(The exercise) Please repeat the rows below word for word, from the row with "The client would like the thatched roof cottage" up to and including the row with "[73,403,704,539]". Give only those rows.

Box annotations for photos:
.....
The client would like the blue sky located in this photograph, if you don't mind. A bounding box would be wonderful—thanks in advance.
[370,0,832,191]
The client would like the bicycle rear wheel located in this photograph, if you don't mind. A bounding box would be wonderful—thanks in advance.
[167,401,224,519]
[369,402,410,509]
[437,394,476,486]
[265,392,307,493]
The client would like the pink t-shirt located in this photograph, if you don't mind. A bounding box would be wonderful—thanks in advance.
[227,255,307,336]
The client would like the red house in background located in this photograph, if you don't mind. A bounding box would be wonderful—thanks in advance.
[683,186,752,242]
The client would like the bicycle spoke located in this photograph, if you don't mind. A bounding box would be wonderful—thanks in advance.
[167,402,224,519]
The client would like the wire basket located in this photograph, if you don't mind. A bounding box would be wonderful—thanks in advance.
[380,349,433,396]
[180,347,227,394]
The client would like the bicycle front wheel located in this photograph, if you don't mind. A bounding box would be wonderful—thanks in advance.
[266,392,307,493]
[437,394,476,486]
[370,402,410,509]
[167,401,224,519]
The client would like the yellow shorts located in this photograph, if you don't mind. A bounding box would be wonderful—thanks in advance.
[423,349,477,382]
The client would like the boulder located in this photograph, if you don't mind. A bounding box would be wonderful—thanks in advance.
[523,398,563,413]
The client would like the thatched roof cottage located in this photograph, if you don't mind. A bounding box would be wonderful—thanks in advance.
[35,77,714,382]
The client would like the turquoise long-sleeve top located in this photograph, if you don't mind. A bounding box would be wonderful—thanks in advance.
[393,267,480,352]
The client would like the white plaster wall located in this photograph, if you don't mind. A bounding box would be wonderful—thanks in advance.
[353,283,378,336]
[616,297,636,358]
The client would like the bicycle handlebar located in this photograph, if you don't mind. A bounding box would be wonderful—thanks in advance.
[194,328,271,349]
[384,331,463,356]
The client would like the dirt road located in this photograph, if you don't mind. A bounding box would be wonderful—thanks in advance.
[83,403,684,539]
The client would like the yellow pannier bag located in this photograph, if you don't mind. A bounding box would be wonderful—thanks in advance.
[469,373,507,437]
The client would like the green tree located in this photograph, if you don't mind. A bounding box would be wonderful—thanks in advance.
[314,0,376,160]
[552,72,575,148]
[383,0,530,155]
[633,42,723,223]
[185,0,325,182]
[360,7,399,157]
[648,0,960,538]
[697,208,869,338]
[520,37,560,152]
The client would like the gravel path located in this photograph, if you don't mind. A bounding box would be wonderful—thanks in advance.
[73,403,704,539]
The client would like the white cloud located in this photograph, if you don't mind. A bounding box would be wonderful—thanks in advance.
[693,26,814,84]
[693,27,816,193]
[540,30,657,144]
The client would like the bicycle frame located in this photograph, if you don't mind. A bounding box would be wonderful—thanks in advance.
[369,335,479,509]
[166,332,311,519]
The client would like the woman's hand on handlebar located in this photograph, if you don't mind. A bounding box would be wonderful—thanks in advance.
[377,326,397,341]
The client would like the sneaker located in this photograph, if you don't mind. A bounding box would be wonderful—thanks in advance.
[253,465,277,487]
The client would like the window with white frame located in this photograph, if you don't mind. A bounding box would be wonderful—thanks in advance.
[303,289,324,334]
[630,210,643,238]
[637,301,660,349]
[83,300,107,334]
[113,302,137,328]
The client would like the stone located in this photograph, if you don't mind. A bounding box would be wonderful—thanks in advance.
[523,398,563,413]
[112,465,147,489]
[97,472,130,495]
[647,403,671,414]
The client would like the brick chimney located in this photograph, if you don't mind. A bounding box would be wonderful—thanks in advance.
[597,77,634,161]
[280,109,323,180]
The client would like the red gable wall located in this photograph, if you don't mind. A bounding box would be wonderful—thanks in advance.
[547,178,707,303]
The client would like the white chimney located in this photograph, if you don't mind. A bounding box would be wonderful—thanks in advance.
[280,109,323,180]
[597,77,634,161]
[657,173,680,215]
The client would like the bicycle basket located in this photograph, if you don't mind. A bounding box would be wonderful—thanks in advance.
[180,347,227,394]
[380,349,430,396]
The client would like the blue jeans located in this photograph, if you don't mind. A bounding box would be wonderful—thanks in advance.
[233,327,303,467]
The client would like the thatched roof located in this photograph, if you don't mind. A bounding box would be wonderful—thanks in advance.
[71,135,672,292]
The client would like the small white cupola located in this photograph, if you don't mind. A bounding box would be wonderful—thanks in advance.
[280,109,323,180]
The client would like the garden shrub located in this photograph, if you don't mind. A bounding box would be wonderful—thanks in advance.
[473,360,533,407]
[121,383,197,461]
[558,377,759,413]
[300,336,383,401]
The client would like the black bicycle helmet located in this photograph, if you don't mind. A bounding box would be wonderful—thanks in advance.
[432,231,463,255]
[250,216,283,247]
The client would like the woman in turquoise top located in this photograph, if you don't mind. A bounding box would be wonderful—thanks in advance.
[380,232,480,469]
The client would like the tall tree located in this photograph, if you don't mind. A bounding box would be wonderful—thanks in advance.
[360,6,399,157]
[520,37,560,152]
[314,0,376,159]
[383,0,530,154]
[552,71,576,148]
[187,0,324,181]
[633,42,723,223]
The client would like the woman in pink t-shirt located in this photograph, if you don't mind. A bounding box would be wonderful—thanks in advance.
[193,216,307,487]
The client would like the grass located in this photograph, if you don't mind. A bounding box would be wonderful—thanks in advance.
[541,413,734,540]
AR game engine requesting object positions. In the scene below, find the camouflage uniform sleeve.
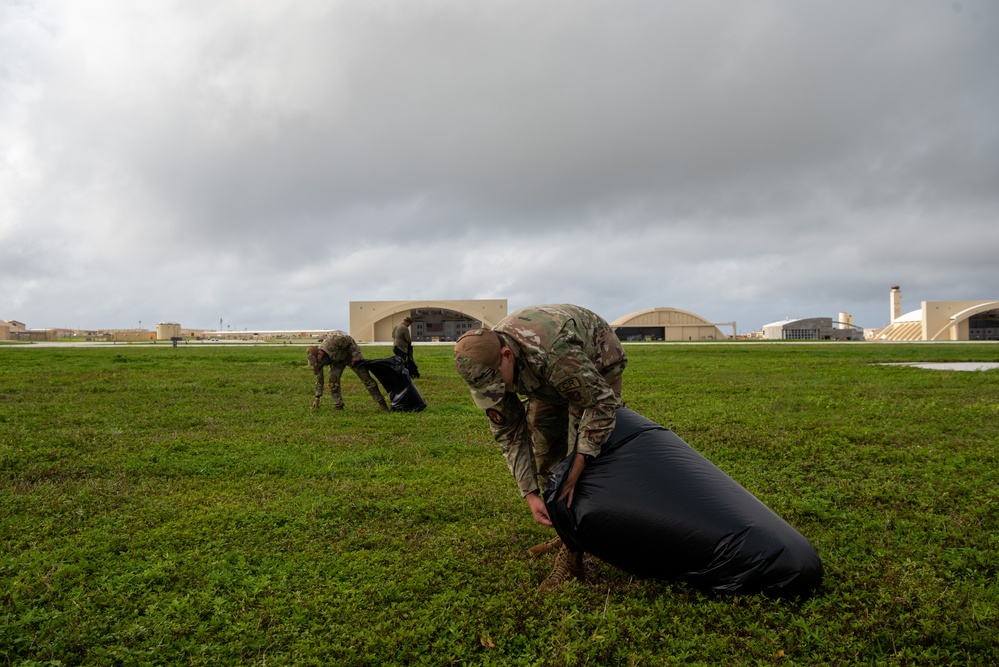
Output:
[486,393,538,497]
[312,364,326,398]
[548,348,620,456]
[347,338,364,368]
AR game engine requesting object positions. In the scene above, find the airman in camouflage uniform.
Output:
[305,331,389,412]
[392,315,420,380]
[454,304,628,590]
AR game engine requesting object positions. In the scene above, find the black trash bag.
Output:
[545,408,822,597]
[359,357,427,412]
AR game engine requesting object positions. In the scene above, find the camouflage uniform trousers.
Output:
[329,363,385,410]
[524,363,626,490]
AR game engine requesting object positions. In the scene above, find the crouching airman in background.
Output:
[305,331,389,412]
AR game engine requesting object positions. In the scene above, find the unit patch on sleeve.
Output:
[556,375,590,405]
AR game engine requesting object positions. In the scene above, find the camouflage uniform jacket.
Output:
[312,331,364,398]
[487,304,628,495]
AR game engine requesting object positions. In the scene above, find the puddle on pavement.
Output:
[881,361,999,371]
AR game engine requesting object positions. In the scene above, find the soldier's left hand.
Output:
[558,454,586,507]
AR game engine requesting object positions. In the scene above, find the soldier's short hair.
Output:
[454,329,506,410]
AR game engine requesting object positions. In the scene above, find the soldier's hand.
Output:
[524,492,552,528]
[558,454,586,507]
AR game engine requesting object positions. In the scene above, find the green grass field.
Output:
[0,343,999,665]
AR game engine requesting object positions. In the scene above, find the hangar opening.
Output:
[968,308,999,340]
[409,308,482,343]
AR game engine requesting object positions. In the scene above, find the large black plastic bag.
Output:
[545,408,822,597]
[361,357,427,412]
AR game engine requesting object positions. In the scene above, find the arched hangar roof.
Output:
[877,300,999,341]
[611,307,735,340]
[350,299,507,343]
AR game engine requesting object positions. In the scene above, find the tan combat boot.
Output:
[527,537,562,560]
[538,544,586,593]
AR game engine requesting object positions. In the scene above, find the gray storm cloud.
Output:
[0,0,999,330]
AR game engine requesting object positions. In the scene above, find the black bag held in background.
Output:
[360,357,427,412]
[545,408,822,597]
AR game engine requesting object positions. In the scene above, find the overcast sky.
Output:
[0,0,999,333]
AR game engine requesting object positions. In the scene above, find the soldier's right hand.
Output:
[524,491,552,528]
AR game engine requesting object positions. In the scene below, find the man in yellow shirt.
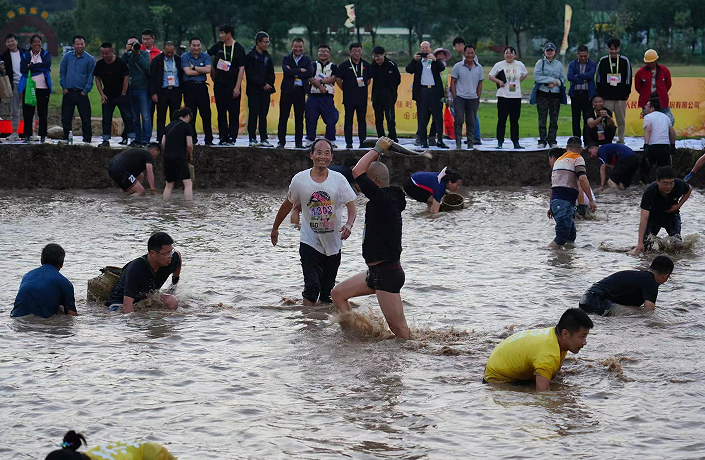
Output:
[483,308,593,391]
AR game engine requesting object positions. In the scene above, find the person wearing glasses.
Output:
[105,232,181,313]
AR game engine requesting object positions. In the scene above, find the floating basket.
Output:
[441,193,465,211]
[86,265,122,302]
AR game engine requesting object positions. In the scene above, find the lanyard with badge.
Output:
[607,55,622,86]
[349,59,365,88]
[215,43,235,72]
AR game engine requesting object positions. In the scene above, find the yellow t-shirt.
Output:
[485,327,568,382]
[85,441,176,460]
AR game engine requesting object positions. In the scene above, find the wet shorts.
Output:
[108,164,137,192]
[365,261,406,294]
[580,291,612,315]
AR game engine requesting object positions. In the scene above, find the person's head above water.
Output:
[556,308,594,353]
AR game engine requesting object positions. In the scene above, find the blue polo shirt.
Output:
[181,52,212,83]
[10,264,76,318]
[59,50,95,94]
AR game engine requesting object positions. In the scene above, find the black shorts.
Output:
[404,177,431,203]
[164,156,191,182]
[610,155,639,187]
[365,261,406,294]
[108,164,137,192]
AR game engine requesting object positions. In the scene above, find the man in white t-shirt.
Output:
[0,33,22,142]
[640,98,676,184]
[270,139,356,306]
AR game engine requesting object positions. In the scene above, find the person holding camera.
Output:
[121,37,152,147]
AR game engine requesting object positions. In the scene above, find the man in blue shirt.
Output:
[59,35,95,143]
[10,243,78,318]
[181,37,213,145]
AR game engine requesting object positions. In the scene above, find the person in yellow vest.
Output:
[46,430,176,460]
[482,308,593,391]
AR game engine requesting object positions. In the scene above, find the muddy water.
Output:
[0,188,705,459]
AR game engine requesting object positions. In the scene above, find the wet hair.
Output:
[42,243,66,268]
[255,30,269,44]
[656,166,676,180]
[607,38,622,48]
[61,430,88,450]
[556,308,595,335]
[649,256,673,275]
[147,232,174,251]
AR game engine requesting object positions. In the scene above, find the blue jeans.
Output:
[128,87,152,145]
[551,200,577,246]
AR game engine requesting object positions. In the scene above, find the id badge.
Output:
[215,59,232,72]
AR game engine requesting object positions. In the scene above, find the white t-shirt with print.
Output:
[490,60,529,99]
[287,169,357,256]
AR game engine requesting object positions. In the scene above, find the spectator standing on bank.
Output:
[568,45,597,144]
[277,38,314,149]
[370,46,401,142]
[93,43,135,147]
[59,35,95,144]
[208,24,245,145]
[634,49,676,125]
[306,43,339,144]
[181,37,213,145]
[406,41,448,149]
[121,37,152,147]
[149,42,184,146]
[335,43,372,149]
[450,45,485,150]
[531,42,567,148]
[489,46,529,149]
[17,35,52,143]
[596,38,632,144]
[245,32,275,147]
[0,33,22,142]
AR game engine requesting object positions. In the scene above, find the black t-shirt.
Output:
[588,270,658,307]
[164,119,193,158]
[356,174,406,264]
[641,179,690,212]
[208,42,245,88]
[105,252,181,307]
[110,149,154,177]
[93,57,130,97]
[335,59,372,106]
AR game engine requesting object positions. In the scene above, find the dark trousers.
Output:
[299,243,340,303]
[184,82,213,144]
[277,86,306,145]
[213,82,241,142]
[536,91,561,145]
[372,93,397,140]
[416,86,440,145]
[306,94,340,142]
[102,95,135,140]
[570,90,593,142]
[157,86,181,142]
[247,93,270,141]
[61,89,93,143]
[343,101,367,146]
[497,97,521,142]
[22,88,50,140]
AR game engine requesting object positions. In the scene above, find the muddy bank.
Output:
[0,144,705,189]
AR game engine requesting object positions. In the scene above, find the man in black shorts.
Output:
[105,232,181,313]
[580,256,673,316]
[331,137,409,339]
[108,142,161,196]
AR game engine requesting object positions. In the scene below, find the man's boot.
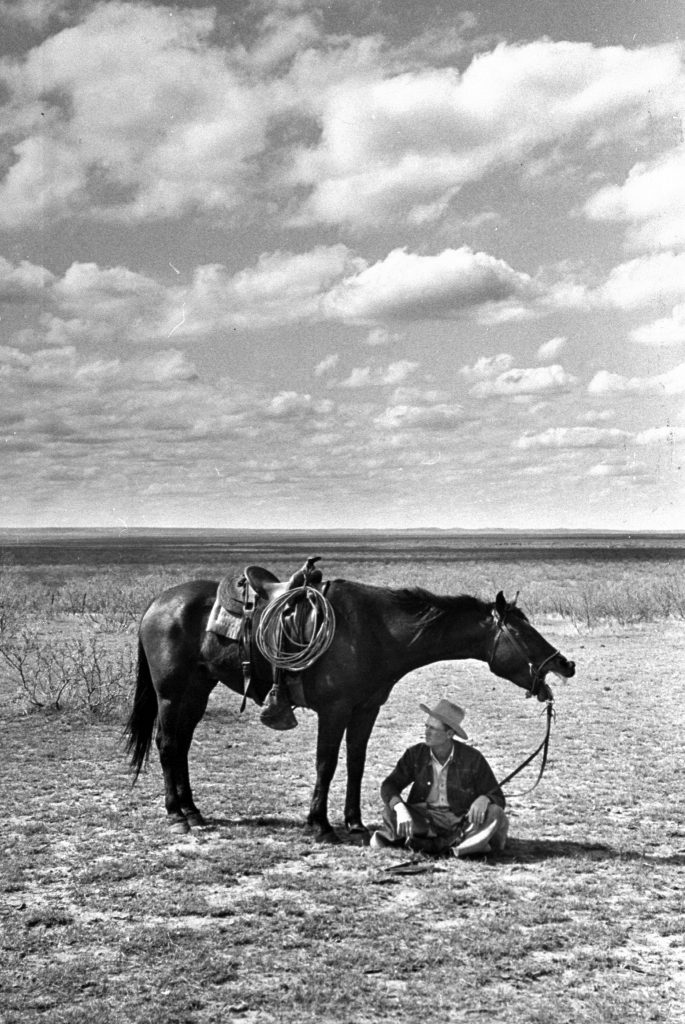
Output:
[259,683,297,731]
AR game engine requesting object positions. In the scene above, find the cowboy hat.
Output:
[419,697,468,739]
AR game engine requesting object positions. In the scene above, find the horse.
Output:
[126,580,575,842]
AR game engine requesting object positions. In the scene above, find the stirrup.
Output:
[259,687,297,732]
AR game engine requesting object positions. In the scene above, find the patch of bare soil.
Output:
[0,625,685,1024]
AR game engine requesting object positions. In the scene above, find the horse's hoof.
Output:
[346,821,369,836]
[164,818,190,836]
[314,828,340,846]
[185,811,207,828]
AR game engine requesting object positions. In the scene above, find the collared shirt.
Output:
[427,748,454,807]
[381,739,505,815]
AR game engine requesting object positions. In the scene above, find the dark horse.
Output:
[127,580,575,840]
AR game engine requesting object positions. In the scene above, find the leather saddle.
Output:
[216,558,324,615]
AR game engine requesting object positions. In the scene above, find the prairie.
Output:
[0,539,685,1024]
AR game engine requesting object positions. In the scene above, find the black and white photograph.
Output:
[0,0,685,1024]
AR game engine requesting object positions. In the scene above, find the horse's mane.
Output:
[394,587,491,637]
[393,587,528,639]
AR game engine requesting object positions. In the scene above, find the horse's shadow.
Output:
[488,839,685,865]
[200,814,685,866]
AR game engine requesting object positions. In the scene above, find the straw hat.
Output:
[419,698,468,739]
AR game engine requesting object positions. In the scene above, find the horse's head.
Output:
[488,591,575,700]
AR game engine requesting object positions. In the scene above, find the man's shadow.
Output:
.....
(Correct output)
The client would like the thatched roof cottage located in this photograph, if you don't mind. A bounding box would be wonderful—thanks in advance.
[35,77,714,382]
The client would like the turquoise long-sleeve top located in this photograph, if you don't mind. A bounding box would be wonderful—thanks in advance.
[393,267,480,352]
The client would like the white plaster wall located in this photograph, if you don't mind. A bounding box would be wonderful—thanks in advance.
[353,283,378,336]
[616,297,636,358]
The client would like the bicycle handlebar located in this photograph, if you don't mind. A bounding box would be wonderful—thanks in advance.
[194,328,271,349]
[384,331,463,356]
The client would like the dirt road located in this photograph, if you don't mind. A bounding box would be wonderful—thanks in advance.
[83,403,684,539]
The client would like the yellow pannier bag located in this photograph, if you don't mind. A bounding box would be wonderful—thanks in advance.
[469,373,507,437]
The client would like the green tree located in this photograph, if you don't mind. A bounding box would be wonderful—thanks in advance.
[314,0,376,160]
[552,72,575,148]
[383,0,530,155]
[633,42,723,223]
[185,0,325,182]
[360,7,399,157]
[648,0,960,538]
[697,208,869,338]
[520,37,560,152]
The client would like the gravel path located in this photograph, if you don't mind. A bounding box would be wonderful—thanks in advance.
[73,403,704,539]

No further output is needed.